Problem requirements. Skip the pictures and repeat each line of the data exactly.

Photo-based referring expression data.
····················

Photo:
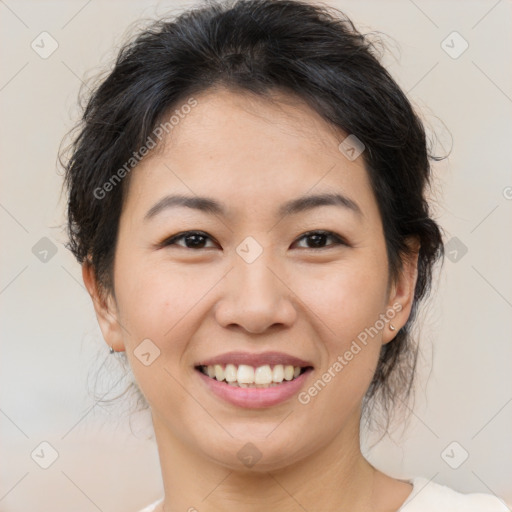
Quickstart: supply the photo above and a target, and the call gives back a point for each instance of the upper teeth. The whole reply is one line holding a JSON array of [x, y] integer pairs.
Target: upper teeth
[[244, 374]]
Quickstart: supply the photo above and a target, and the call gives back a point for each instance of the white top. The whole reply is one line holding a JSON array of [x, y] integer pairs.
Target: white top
[[428, 496]]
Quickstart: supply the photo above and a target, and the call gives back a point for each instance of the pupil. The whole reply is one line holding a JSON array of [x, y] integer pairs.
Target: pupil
[[316, 237], [197, 239]]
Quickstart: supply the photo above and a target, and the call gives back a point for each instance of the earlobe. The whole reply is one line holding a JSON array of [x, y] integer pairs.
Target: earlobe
[[104, 306], [402, 291]]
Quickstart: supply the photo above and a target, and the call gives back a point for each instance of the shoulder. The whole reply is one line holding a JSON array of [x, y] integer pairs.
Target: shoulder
[[427, 496], [152, 507]]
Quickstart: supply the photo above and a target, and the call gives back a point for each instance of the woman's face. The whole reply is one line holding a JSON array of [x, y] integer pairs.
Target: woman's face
[[251, 282]]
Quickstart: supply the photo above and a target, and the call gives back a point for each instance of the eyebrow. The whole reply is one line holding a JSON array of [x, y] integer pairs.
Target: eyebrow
[[292, 207]]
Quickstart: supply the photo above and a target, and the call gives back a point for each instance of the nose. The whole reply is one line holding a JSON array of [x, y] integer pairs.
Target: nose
[[256, 297]]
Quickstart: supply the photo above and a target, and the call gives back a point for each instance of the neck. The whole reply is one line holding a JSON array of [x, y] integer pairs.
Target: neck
[[336, 477]]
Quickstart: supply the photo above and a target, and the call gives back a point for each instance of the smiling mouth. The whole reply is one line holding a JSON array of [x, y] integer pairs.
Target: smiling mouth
[[246, 376]]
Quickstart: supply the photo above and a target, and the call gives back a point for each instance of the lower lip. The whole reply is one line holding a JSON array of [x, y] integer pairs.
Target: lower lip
[[255, 398]]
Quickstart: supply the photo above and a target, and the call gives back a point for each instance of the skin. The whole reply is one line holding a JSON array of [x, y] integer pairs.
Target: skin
[[252, 154]]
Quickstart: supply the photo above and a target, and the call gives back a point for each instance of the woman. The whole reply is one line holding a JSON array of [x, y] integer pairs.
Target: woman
[[246, 198]]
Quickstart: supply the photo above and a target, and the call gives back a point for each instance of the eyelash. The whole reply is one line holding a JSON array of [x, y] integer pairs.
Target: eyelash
[[172, 240]]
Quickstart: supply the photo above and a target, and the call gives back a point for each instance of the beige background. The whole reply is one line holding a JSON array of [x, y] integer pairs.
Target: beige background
[[51, 347]]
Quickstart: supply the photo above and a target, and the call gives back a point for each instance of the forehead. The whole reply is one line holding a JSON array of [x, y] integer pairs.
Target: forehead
[[248, 152]]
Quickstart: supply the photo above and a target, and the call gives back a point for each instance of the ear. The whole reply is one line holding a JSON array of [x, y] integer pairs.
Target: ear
[[401, 295], [105, 307]]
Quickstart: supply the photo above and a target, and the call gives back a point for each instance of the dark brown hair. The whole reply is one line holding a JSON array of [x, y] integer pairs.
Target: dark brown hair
[[312, 52]]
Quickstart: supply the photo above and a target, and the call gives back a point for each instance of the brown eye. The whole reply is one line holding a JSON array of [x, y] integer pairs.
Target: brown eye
[[192, 240], [317, 239]]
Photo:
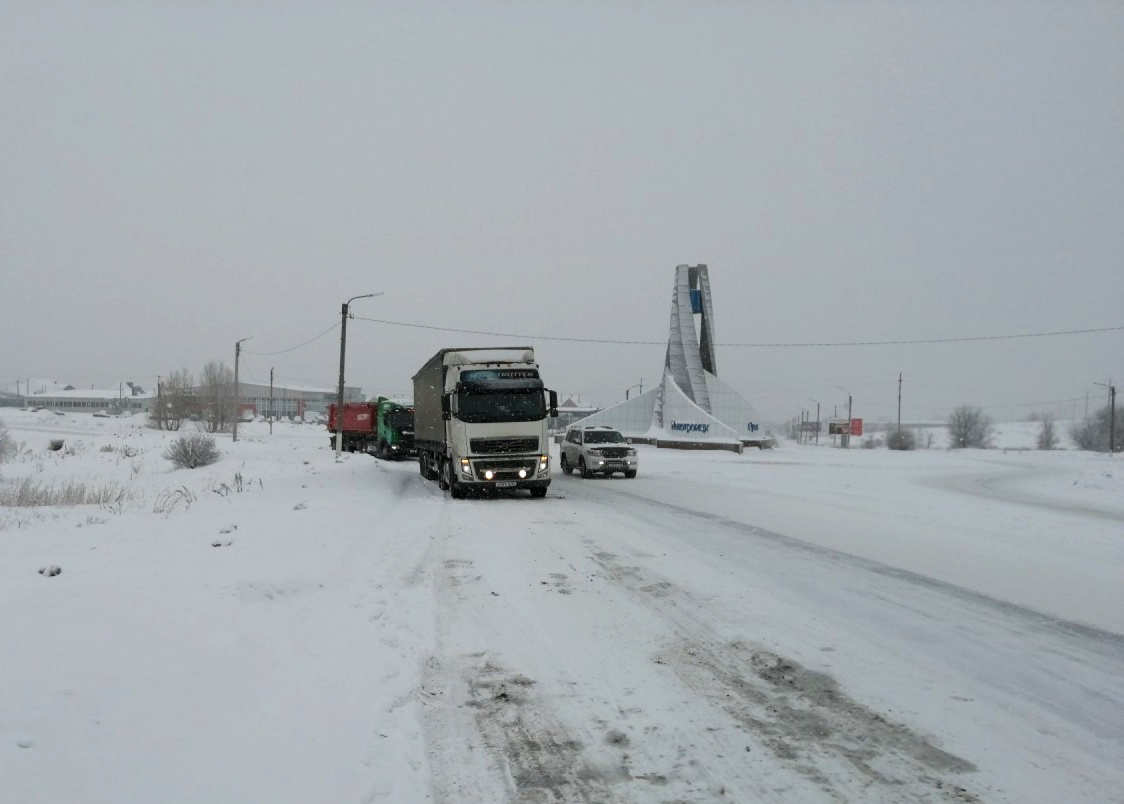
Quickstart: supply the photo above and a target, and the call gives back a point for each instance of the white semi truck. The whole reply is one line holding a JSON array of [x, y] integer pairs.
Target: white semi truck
[[481, 421]]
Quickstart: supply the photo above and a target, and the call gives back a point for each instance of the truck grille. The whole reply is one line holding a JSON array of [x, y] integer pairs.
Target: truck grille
[[498, 446]]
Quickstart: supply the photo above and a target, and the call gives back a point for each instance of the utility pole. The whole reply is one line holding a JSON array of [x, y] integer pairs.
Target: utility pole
[[343, 349], [1112, 418], [899, 404], [237, 395]]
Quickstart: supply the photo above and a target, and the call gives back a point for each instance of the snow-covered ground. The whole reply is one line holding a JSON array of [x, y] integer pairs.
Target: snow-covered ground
[[796, 624]]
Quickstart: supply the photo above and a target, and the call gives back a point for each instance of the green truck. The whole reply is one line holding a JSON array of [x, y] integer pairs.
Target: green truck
[[395, 430]]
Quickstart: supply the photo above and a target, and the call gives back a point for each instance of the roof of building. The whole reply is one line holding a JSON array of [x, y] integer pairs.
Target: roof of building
[[106, 394]]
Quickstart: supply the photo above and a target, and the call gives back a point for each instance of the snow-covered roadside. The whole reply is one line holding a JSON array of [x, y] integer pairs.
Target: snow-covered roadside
[[796, 624], [271, 667]]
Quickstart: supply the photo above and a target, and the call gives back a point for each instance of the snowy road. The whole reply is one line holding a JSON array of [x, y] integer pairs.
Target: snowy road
[[345, 632]]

····················

Response.
Photo:
Quickstart: supply the photo above and a target, and the call gives back a point for each instance of the upper teeth. The whole reply is one line holding a JSON array of [x, y] integer pairs.
Target: upper teeth
[[244, 374]]
Quickstart: supply the photo above and a target, and the call gives back a point for each instance of the white top. The whole reply is one line holding a JSON array of [x, y] integer pairs.
Target: white top
[[428, 496]]
Quickstart: supply the photo above and a target, and the call gives back a point for each instance of the pupil. The whole reply is one line holding a JSON array of [x, y] integer pairs.
Target: pupil
[[316, 237], [197, 239]]
Quickstart: supply the photo above and a target, and the call gives back a point for each instance of the earlobe. The whole reply is one line holding a JSON array of [x, y] integer pairs.
Target: earlobe
[[104, 306], [402, 291]]
Quickstart: supply the photo above and a target, and the call gives back a point for each instance of the shoulder. The whole reply is one line holding a JSON array of [x, y] integer pairs.
Target: shoulder
[[427, 496], [152, 507]]
Quickstart: supply the photo above and a target, and the call gives back a point for each instance of the woman's face. The whole reply is one line holding a JSON array of [x, y] integer pairs.
Target: woman's face
[[251, 282]]
Quickstart: supply the photo above and a target, and the call gives back a point for each instance of the eyebrow. The whole reply is one line holding a JSON array of [x, y] integer pairs.
Target: eyebrow
[[292, 207]]
Quickstart: supply the photo above and a target, and the call gives back a point for each instance of the nose. The whole reply is one line holding a JSON array of [x, y] integer pairs.
Target: nose
[[256, 297]]
Quickstart: supply the photo above and a target, and the call gives back a point for each instance of the neck. The whole reply is one line holding a JSON array of [x, y] integer pairs.
Target: neck
[[336, 477]]
Quickstart: supply the photo above and a target, and the call gives back a point for each instance of the smiling mouth. The whole reply is one line holding a JSON array of [x, y] integer pairs.
Target: smiling mouth
[[246, 376]]
Quickstart: supply the photo above and a target, and the call gives back a point for each instance of the lower lip. The whole reply is one line holding a JSON array of [x, y] integer pairs.
Target: lower lip
[[255, 398]]
Quickstart: supply the photo above and a target, and the call gives back a point for each instance of the skin. The whole reply is one line holding a JSON array of [x, y] integer pairs.
Target: skin
[[252, 154]]
Quickstart: supply the photo above and a target, and the call gives back a point for each instance of the woman. The whole reply is one line holding a JSON array of [x, y] integer pairs.
Target: woman
[[246, 198]]
Quickstart: supply the photo above and a target, and the call gives back a point for each instance of the eyelash. The whole reply is one line holding a JSON array of [x, y] integer pairs.
Target: eyelash
[[172, 240]]
Quickstart: supply the photo above and a target, and the call gives back a point for each instance of the beige background. The whole reply is one line holding a JSON array of [x, y] integer pairs.
Target: beige background
[[51, 347]]
Quickstart: supply the photo above and a target, and the call gives back a point for each instance of the forehead. The whole reply is one line holding a JSON array of [x, y] integer pairs.
Target: forehead
[[248, 152]]
Quickstart: supply the photo above and a target, and the call gives back a point for each instance of the ear. The whole reply is one line holding a JSON array of [x, y] integer pairs.
Target: ear
[[401, 295], [105, 307]]
Quickstart: supply the photo above and a target, and the call gives back a point for each instance of the dark brown hair. The whole reply is one line holding a JSON array of [x, y] integer pairs.
Target: dark brown hair
[[312, 52]]
Quickstart: supply the photo above and a target, and the call gives back a point for each instance of the brown eye. The whole reply is one line holding a JSON array of [x, y] integer pairs.
Target: brown eye
[[192, 240], [317, 239]]
Photo:
Quickstart: supply the photo above and a target, and the call gives back a point for each instance of the white semi truck. The whole reply is one line holding a JSON array of [x, y] integer pairs.
Target: white semi truck
[[481, 421]]
Quickstart: supply the photo above and a target, and the call gives back a point for each instance of the truck grille. The whole reply is one line holding a JSON array of [x, y] integer pairs.
Target: truck grille
[[498, 446]]
Quickstart: supply the photo above and a target, and the call gives back a point for each instance of the utility pole. The whole reply is one line holding a JSON array of [x, y] integer pairs.
Target: utility pole
[[343, 349], [1112, 418], [899, 404], [237, 395]]
Quickstart: supply the photo above and a target, and the call gives back a point for each instance of the snow-covered ground. The whole reply is one line holding a JSON array of [x, y] integer pairs.
Target: snow-covered ground
[[796, 624]]
Quickstart: supply the photo above and a target, and the call gives back a point for each instance of the green truck. The whole reply is one line holding a JSON array of [x, y] integer pairs.
Target: green truck
[[395, 430]]
Quickstart: supply the photo above and a target, and the call gives back a point for each instance of the roof of building. The whole reply is one line holding a JSON array of [x, y] integer pairs.
Target: roof of building
[[106, 394]]
Quickstart: supply the photo above and a target, and the call gives back a point for each instance of the snow-covered roadside. The whole reply is one line holding a JSON array of [x, y] integer pairs.
Target: snow-covered roadside
[[796, 624], [271, 667]]
Quickstart: supply the photo above and a target, and the call gives back a point for each instance of the snowy road. The whole reply is one line holding a JSON array of [x, y] integer pairs.
Target: snowy road
[[345, 632]]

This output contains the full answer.